- TASK DIRECTIONS -
Can you copy, word for word, the lines of the items below, starting at the line that contains "Game engine object recognition — detect champagne" and continuing through the final line of the items?

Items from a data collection
§
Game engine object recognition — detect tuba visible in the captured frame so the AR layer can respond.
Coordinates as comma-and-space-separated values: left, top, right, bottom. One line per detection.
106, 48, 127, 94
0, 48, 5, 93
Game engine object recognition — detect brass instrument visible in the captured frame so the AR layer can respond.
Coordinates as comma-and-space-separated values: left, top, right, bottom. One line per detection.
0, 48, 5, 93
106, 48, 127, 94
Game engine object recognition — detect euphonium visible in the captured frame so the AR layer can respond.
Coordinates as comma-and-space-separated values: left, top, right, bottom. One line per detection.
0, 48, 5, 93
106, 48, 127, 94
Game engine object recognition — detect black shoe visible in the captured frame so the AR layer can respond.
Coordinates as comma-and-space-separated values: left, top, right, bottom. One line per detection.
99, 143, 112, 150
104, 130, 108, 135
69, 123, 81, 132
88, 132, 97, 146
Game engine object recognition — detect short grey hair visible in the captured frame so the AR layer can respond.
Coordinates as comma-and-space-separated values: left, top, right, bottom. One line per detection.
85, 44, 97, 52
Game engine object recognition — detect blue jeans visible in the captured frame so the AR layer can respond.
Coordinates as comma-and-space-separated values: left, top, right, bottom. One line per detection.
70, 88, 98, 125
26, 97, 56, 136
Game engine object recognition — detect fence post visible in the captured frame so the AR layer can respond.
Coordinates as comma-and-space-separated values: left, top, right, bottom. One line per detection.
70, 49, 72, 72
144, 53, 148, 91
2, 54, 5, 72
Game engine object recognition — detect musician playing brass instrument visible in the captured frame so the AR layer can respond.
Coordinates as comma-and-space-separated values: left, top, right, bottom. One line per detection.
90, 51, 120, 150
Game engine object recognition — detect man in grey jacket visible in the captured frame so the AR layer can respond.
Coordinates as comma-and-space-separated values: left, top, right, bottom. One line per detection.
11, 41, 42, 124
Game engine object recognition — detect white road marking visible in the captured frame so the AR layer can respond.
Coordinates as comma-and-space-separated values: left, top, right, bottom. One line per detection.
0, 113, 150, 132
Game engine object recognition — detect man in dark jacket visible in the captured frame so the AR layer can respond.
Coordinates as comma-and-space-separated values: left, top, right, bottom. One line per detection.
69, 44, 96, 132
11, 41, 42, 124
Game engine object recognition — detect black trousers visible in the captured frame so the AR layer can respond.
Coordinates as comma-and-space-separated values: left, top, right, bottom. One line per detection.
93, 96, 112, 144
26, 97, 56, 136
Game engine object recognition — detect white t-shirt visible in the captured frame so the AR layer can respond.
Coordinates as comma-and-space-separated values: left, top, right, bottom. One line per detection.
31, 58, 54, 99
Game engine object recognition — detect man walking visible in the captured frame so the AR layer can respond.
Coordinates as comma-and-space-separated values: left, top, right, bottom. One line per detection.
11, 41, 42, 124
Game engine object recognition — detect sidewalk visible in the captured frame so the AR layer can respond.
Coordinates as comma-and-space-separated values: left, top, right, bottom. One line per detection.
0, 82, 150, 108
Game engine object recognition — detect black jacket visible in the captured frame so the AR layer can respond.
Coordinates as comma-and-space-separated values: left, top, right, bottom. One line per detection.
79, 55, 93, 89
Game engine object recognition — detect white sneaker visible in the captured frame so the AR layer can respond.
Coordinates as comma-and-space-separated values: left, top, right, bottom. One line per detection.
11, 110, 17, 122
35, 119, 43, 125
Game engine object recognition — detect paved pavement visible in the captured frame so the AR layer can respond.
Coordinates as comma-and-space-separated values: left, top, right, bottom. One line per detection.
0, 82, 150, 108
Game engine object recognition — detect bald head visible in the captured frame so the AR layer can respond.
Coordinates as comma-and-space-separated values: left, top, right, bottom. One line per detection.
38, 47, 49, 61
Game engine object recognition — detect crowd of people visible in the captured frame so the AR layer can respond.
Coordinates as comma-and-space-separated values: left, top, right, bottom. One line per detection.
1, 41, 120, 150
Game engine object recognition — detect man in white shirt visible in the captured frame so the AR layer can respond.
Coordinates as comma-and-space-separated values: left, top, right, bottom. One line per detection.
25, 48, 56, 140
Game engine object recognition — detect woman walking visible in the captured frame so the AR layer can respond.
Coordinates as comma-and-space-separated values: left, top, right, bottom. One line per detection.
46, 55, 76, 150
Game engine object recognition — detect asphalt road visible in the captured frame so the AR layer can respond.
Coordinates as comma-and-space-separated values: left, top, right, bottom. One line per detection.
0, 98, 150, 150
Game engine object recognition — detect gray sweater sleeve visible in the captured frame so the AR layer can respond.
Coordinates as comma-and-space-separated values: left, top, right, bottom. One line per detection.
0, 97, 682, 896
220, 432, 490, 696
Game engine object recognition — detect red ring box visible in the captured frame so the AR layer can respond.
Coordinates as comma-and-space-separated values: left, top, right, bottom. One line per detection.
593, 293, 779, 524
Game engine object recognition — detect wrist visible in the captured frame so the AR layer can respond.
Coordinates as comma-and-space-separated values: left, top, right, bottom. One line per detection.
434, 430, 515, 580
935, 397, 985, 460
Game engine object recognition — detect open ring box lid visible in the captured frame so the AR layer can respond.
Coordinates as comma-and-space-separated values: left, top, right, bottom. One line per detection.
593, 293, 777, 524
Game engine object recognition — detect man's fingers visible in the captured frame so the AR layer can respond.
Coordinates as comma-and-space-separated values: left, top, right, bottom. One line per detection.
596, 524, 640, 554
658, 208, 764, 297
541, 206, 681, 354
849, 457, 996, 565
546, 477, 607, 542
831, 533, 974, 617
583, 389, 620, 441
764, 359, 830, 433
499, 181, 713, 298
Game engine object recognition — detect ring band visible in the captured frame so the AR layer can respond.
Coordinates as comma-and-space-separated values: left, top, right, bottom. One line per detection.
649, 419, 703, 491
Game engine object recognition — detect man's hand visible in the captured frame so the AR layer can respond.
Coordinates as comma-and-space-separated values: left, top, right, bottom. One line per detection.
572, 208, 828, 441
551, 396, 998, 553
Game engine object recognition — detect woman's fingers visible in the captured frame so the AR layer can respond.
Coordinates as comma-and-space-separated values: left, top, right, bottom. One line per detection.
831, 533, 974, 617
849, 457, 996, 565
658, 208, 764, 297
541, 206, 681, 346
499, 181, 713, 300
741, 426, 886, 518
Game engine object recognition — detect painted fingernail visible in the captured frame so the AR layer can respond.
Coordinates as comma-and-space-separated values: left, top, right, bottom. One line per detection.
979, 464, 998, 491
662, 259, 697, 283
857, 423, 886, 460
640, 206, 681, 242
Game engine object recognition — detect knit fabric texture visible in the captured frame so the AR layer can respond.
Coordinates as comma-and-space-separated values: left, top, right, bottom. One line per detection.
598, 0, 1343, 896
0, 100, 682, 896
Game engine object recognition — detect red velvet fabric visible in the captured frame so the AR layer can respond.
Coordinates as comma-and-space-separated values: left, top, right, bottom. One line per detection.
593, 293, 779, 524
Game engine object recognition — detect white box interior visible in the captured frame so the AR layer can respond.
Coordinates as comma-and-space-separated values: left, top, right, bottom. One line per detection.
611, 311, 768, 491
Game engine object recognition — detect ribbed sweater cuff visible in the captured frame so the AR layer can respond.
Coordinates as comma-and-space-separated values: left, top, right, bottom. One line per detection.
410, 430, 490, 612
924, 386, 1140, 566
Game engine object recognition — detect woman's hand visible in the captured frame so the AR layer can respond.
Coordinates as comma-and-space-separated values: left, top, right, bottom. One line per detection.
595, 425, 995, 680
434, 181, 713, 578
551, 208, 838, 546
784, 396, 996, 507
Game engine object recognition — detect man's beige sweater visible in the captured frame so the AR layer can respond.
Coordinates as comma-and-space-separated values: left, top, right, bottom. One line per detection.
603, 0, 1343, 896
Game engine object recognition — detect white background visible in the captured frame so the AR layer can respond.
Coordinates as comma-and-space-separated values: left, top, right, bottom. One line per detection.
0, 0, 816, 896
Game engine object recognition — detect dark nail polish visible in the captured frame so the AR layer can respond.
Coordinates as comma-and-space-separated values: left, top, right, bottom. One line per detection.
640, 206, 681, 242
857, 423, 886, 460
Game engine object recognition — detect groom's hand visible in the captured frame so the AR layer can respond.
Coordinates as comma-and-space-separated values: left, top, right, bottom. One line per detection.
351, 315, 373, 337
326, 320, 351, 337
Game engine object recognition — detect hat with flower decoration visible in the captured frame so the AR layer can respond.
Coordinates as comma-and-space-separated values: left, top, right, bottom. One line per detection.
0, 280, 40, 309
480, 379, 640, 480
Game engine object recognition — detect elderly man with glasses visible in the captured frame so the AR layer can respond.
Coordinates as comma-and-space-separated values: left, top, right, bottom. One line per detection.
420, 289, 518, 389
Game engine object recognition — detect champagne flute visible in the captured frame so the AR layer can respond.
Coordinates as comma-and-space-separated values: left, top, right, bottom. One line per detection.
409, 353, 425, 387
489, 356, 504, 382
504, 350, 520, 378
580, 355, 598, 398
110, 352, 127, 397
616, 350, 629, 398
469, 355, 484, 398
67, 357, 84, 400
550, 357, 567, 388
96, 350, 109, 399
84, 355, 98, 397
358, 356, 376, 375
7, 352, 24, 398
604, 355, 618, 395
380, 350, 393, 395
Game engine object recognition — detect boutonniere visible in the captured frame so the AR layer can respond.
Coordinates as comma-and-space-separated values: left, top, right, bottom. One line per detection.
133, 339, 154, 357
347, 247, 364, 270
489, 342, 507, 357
§
- REPLY -
Game engine object recognition — detect champagne flute visible in the captured frame so the AR layer can respond.
Coordinates as comma-and-space-separated values: left, top, right, bottom. One line per detection.
409, 353, 425, 387
489, 356, 504, 382
504, 350, 520, 378
580, 355, 598, 398
110, 352, 127, 397
616, 350, 629, 398
469, 355, 484, 398
67, 357, 84, 400
550, 357, 567, 388
96, 350, 109, 399
84, 355, 98, 397
358, 356, 376, 375
7, 352, 24, 398
604, 355, 618, 395
380, 350, 393, 395
Game engine object recognition — detect boutonniere visible in the captured frame so the AR layer can respond.
Coordinates as comma-and-space-separated values: left, top, right, bottom. One line per detection.
133, 339, 154, 357
347, 247, 364, 270
489, 342, 507, 357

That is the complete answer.